> **Problem requirements**
From the line containing "the green grass field" down to the last line of the records below, restate each line word for word and leave out the rest.

Collected data
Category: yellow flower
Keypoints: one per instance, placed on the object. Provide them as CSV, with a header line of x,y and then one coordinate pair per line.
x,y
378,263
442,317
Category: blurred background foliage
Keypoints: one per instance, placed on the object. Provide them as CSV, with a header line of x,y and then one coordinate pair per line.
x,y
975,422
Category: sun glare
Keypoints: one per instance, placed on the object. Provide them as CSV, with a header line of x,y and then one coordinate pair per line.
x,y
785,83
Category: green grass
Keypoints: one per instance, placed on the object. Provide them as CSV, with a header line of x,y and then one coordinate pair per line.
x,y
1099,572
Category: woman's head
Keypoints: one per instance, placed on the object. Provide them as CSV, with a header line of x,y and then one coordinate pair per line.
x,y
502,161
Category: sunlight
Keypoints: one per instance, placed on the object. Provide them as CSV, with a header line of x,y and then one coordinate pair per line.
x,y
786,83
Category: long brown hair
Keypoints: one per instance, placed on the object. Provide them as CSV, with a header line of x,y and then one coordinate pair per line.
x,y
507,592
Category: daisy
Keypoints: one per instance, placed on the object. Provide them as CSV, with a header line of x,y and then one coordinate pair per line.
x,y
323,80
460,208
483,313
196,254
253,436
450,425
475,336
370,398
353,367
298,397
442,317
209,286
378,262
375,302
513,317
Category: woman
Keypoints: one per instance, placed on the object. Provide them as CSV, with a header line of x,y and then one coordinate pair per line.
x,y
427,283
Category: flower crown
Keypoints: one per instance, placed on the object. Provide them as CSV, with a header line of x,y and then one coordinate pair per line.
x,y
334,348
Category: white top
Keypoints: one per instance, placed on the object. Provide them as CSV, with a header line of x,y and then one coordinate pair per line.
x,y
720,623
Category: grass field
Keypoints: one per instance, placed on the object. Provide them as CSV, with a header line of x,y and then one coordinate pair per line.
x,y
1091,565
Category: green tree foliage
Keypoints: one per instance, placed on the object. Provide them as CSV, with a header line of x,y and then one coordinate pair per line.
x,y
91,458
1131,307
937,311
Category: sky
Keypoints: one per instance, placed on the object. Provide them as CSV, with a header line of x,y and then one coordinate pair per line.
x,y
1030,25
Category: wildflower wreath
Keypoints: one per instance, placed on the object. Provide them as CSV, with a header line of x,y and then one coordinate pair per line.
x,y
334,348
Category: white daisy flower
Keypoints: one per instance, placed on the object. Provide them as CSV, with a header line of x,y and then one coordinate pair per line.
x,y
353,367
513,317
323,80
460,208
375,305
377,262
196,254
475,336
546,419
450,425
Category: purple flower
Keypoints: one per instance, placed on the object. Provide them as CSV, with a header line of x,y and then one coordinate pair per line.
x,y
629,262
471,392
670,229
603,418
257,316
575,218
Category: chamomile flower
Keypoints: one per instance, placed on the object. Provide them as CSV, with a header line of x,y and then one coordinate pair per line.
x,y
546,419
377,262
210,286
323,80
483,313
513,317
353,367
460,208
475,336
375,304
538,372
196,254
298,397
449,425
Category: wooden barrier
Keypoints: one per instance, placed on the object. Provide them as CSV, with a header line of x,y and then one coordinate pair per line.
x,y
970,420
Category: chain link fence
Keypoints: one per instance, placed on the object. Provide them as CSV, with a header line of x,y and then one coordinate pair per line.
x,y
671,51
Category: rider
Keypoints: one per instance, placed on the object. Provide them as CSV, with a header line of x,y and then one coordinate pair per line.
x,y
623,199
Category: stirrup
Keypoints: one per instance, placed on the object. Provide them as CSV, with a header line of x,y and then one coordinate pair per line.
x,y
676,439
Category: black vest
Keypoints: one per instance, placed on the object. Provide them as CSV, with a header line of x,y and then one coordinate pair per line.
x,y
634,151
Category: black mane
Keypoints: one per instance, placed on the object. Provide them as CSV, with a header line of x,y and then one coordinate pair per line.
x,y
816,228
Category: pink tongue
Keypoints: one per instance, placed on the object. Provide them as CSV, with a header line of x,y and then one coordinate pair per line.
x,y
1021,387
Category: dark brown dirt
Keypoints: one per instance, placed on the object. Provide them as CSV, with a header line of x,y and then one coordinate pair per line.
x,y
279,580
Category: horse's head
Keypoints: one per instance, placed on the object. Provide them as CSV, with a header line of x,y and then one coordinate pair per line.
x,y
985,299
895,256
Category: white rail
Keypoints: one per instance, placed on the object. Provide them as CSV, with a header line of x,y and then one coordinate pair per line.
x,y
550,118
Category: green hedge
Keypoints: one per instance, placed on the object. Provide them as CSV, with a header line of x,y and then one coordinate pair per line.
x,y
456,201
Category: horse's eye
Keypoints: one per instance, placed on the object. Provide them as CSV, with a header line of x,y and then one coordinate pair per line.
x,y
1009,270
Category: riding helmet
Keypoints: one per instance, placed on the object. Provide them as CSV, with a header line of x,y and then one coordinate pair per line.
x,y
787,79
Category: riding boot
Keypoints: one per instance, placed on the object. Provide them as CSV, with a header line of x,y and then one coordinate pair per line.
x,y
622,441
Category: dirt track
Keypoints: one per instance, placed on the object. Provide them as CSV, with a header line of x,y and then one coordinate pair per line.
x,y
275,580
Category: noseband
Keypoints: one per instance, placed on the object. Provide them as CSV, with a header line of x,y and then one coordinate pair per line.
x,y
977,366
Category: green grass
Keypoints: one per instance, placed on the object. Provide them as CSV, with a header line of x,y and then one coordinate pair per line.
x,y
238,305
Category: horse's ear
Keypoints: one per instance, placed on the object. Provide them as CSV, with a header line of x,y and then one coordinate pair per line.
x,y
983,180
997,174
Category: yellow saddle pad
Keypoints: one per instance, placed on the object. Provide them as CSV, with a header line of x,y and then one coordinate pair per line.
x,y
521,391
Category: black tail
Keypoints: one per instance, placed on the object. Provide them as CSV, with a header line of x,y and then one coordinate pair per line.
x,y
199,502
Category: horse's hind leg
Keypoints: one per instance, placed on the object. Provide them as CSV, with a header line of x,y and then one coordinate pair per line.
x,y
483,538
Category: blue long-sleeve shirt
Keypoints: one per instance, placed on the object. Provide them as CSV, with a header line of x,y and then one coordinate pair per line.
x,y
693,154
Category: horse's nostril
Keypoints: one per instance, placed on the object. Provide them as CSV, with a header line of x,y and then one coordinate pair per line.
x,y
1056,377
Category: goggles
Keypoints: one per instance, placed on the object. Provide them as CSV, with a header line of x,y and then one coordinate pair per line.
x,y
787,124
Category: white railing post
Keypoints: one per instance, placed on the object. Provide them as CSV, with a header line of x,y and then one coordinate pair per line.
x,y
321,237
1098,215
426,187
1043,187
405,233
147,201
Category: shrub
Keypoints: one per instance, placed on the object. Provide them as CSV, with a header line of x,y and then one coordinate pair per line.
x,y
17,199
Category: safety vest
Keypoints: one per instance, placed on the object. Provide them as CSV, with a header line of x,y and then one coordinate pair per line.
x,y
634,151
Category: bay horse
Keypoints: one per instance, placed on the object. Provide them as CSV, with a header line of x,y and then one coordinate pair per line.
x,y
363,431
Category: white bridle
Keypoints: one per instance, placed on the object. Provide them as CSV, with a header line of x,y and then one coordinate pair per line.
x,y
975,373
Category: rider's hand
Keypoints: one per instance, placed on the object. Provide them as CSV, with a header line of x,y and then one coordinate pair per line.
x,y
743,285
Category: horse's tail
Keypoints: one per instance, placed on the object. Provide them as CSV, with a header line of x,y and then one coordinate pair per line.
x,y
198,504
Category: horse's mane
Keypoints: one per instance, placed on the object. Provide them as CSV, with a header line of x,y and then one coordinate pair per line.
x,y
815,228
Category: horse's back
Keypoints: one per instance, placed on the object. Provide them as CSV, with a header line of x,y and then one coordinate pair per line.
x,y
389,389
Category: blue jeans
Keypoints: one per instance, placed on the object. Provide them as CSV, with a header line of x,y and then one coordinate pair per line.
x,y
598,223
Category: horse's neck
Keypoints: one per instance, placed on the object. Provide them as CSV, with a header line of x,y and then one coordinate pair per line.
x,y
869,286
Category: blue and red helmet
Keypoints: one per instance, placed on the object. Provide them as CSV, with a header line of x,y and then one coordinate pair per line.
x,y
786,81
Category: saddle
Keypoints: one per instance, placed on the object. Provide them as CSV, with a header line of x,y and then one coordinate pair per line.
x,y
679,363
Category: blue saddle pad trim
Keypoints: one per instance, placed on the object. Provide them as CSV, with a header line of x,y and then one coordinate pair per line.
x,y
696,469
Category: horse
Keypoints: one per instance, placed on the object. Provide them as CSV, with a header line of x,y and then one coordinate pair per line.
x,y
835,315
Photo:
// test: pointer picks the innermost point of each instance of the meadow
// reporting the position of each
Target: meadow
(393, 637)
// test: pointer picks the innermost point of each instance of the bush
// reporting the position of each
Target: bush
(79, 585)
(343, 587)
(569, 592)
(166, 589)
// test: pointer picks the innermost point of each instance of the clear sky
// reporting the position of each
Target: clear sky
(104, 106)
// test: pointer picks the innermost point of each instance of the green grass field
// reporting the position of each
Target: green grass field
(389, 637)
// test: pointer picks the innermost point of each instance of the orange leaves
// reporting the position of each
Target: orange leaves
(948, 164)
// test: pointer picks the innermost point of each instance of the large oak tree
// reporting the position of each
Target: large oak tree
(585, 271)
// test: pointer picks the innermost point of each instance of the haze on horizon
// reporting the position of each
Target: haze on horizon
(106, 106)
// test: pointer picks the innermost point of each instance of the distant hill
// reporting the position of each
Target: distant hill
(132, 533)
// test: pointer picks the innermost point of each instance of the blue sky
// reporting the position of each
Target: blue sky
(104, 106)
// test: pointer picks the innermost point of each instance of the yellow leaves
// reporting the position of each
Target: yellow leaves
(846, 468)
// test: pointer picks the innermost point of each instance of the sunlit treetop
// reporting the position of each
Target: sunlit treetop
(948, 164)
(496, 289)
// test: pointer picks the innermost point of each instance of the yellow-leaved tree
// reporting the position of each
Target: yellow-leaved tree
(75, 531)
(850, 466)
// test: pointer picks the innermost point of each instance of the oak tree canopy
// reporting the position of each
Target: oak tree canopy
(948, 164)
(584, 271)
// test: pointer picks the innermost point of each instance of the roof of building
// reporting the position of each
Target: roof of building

> **Expected answer**
// test: pointer picks the innermost point of each instance of the green grass field
// reporting the position of each
Target: green grass field
(389, 637)
// test: pointer picks the innermost point of each instance of the orange leaves
// reporting the position of each
Target: orange leaves
(948, 164)
// test: pointer picks the innermost point of each instance of the large oak tree
// reporting the position of each
Target: large oak tree
(585, 271)
// test: pointer picks the innermost point of each instance of the haze on horizon
// reporting the position of each
Target: haze on horizon
(106, 106)
// test: pointer picks the innermost point of each instance of the distant hill
// reporting the position of each
Target: distant hill
(132, 533)
// test: pointer picks the innermost point of each instance of the blue sky
// reporting the position of each
Target: blue sky
(104, 106)
// test: pointer picks the innermost point of each instance of the yellow leaves
// reporting the position of each
Target: yellow leaves
(846, 468)
// test: pointer picks the innermost point of each instance of the sunlit treetop
// reporting the position of each
Target: sunlit treetop
(948, 164)
(496, 289)
// test: pointer picks the innermost point of each instance of the yellow-leaved tree
// reporting the position of each
Target: yellow-leaved tree
(75, 531)
(850, 466)
// test: pointer picks the innermost point of each instance of the oak tree canopy
// reporting the position of each
Target: oak tree canopy
(948, 164)
(584, 271)
// test: pointer picks the innermost point of each instance of the roof of building
// reporting the position of each
Target: roof of building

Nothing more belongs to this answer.